Problem:
From the entries below, copy out every line that contains the word "side".

◆ ◆ ◆

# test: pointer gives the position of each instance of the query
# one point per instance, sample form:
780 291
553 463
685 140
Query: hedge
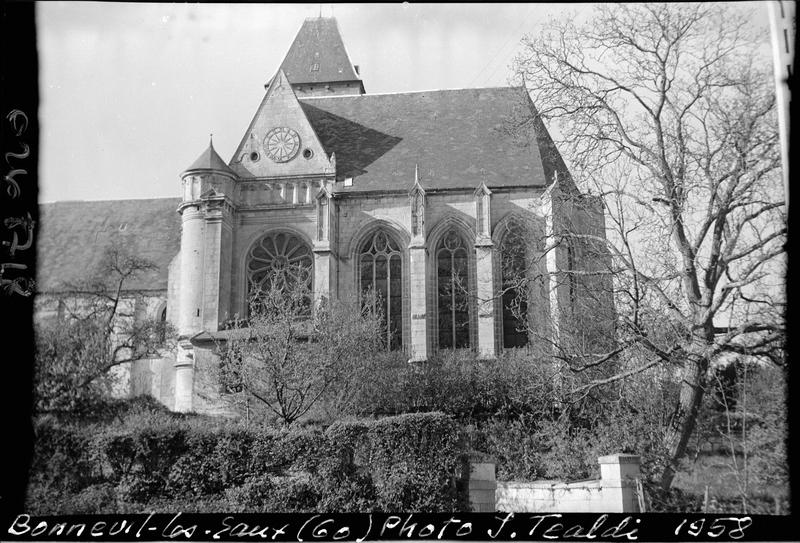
162 462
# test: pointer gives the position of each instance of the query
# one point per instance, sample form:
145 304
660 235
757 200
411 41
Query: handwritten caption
13 277
374 526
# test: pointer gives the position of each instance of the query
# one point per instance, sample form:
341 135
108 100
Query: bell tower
317 63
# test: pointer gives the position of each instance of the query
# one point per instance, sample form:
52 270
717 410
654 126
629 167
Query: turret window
380 273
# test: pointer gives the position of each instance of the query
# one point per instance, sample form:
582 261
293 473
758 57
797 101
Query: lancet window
452 261
515 286
280 265
380 272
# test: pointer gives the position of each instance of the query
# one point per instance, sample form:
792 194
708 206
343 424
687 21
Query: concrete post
482 485
618 474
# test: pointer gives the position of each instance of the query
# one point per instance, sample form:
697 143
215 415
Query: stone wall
614 492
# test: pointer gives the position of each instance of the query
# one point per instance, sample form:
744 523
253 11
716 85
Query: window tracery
452 260
380 272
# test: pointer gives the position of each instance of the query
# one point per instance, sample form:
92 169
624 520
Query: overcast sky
130 92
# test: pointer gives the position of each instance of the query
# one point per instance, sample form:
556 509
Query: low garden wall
615 491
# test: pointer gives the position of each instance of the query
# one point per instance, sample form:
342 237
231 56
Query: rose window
280 263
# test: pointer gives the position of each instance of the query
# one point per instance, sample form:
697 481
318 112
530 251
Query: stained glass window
282 262
380 268
452 288
514 286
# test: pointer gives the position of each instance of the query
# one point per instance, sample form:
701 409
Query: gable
280 142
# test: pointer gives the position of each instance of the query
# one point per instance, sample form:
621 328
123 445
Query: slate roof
74 236
318 43
210 160
458 137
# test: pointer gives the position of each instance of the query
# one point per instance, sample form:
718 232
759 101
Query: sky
130 92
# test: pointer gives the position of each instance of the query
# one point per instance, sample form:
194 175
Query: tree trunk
683 420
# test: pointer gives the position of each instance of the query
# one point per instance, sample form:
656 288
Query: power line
511 38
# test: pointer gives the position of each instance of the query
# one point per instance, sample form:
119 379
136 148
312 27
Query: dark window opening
515 288
452 283
280 264
380 269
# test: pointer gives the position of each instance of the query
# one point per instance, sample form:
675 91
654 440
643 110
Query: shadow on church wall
355 145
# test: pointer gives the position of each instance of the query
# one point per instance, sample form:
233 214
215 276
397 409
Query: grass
715 470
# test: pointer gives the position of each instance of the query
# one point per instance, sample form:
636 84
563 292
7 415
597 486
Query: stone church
398 192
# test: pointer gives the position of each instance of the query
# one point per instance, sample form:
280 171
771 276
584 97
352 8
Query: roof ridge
406 92
108 200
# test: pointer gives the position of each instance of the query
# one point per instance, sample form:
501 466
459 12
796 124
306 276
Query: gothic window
162 330
280 263
380 272
571 276
515 288
452 259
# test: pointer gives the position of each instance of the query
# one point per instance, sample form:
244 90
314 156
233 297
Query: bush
158 462
458 384
412 458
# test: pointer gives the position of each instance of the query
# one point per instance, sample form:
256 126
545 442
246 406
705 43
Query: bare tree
289 358
98 331
668 113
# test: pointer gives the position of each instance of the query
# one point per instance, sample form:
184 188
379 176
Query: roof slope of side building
457 138
75 236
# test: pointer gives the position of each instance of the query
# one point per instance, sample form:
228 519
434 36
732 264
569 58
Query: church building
347 191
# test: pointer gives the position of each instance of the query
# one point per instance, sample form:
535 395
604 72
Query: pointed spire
416 187
318 55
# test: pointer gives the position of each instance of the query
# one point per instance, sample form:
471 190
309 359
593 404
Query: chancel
404 194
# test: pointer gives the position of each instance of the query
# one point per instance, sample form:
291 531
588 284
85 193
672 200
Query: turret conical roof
210 160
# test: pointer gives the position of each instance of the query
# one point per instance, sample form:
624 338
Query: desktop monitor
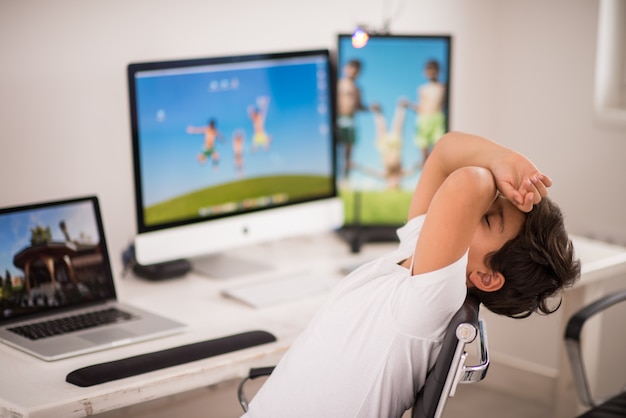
393 103
231 151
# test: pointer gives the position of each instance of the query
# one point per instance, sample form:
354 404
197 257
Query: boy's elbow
475 182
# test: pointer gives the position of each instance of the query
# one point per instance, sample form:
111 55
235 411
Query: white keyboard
273 291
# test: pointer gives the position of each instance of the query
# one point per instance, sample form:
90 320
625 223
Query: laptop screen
52 256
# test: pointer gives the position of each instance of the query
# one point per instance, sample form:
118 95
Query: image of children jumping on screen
389 144
258 114
210 135
348 103
430 120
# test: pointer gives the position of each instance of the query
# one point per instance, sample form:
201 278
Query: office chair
615 406
449 369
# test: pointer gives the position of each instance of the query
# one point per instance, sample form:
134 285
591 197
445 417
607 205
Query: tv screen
222 137
393 103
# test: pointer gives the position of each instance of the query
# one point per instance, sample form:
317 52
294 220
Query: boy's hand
520 181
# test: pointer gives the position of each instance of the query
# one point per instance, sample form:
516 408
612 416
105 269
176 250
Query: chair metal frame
450 369
573 332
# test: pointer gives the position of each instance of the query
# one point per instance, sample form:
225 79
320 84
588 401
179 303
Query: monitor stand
225 266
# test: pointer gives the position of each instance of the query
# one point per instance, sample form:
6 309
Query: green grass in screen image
295 187
377 208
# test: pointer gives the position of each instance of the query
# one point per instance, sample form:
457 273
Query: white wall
522 74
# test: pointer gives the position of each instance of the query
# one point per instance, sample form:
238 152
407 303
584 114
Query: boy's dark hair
536 265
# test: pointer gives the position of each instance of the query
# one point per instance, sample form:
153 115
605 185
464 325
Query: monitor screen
218 142
393 103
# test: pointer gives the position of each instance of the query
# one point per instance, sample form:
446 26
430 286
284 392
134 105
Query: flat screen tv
232 151
393 97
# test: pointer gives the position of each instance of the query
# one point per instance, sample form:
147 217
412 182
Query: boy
480 222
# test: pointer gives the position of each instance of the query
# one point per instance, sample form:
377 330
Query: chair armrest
573 332
478 372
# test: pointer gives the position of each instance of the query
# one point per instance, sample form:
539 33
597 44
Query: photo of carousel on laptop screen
51 257
392 105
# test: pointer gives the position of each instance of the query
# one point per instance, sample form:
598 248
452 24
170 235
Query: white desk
33 388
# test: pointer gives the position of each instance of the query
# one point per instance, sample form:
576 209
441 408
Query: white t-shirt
378 334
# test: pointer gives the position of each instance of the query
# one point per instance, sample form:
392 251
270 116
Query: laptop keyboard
36 331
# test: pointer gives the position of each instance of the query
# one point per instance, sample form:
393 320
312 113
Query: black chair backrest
432 396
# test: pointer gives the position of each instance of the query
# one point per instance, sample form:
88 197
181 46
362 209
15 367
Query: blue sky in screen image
391 68
297 122
15 229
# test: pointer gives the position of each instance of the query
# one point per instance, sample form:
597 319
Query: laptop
57 293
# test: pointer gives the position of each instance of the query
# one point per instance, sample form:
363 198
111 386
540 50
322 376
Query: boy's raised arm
517 178
457 187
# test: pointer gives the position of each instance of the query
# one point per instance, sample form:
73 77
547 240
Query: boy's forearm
456 150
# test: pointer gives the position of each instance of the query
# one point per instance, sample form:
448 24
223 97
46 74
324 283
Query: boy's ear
487 282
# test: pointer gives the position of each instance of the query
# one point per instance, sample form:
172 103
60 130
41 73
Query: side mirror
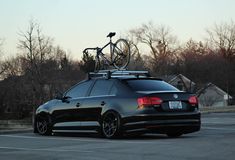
59 96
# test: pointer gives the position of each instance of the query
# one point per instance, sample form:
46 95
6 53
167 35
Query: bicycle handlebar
85 50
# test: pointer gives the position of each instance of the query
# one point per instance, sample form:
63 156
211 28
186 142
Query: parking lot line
43 149
219 128
82 139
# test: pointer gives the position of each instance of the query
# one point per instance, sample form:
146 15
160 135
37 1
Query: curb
23 130
206 110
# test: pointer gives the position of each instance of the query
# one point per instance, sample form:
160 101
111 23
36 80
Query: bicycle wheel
97 64
121 54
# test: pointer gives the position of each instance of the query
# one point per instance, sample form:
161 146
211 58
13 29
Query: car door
66 112
93 103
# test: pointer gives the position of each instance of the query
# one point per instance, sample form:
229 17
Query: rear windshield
150 85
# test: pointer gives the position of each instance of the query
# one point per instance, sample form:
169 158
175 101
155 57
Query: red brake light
193 100
148 101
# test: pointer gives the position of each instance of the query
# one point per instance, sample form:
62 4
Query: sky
77 24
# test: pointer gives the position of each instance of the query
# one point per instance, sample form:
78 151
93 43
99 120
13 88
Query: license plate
175 105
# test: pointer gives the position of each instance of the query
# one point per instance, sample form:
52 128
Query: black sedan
115 103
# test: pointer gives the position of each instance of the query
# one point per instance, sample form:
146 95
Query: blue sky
77 24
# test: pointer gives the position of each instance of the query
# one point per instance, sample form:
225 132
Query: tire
43 126
111 125
174 135
121 54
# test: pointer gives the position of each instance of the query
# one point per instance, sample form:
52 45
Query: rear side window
79 90
150 85
101 87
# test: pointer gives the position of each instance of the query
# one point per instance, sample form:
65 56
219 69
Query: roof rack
117 73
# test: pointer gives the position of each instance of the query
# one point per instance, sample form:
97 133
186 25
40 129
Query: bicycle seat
111 34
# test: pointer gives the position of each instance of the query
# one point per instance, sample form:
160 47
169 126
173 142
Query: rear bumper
162 123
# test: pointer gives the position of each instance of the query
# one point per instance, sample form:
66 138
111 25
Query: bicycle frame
102 60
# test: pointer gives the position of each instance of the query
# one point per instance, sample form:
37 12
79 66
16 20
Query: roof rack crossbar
117 73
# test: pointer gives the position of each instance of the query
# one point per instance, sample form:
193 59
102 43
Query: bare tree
1 52
161 43
222 37
36 48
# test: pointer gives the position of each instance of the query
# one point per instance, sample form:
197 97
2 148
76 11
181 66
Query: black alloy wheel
43 127
111 125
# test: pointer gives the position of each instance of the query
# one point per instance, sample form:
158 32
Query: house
212 95
181 82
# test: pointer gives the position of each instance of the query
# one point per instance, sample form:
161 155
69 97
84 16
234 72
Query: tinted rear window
150 85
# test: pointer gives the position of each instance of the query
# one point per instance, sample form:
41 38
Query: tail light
193 100
148 101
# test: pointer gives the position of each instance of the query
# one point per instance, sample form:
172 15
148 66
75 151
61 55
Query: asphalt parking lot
216 141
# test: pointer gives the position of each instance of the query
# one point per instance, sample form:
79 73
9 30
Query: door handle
102 103
78 104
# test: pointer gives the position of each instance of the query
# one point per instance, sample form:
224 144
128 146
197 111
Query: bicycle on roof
119 54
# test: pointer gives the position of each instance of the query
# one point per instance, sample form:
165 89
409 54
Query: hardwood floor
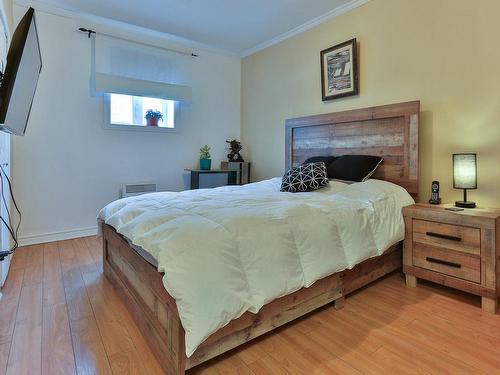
59 315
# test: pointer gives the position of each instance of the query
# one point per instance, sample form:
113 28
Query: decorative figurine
235 148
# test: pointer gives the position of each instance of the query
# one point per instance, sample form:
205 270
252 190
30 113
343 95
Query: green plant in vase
152 117
205 161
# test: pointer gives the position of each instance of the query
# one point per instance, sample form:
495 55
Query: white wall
67 166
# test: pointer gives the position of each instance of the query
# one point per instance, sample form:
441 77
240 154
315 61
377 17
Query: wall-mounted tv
20 78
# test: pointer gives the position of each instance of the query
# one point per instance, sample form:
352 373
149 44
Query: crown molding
137 31
342 9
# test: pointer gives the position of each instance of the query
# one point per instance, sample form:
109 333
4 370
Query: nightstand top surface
487 213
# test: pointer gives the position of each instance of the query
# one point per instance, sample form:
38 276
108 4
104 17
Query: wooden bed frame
390 131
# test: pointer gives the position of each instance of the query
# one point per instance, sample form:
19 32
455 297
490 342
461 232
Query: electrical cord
8 224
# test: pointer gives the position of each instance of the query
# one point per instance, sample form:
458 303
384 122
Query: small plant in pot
205 161
152 117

◆ ◆ ◆

Result of this exercise:
Query: roof slope of side building
Query: side mirror
Query: rear side window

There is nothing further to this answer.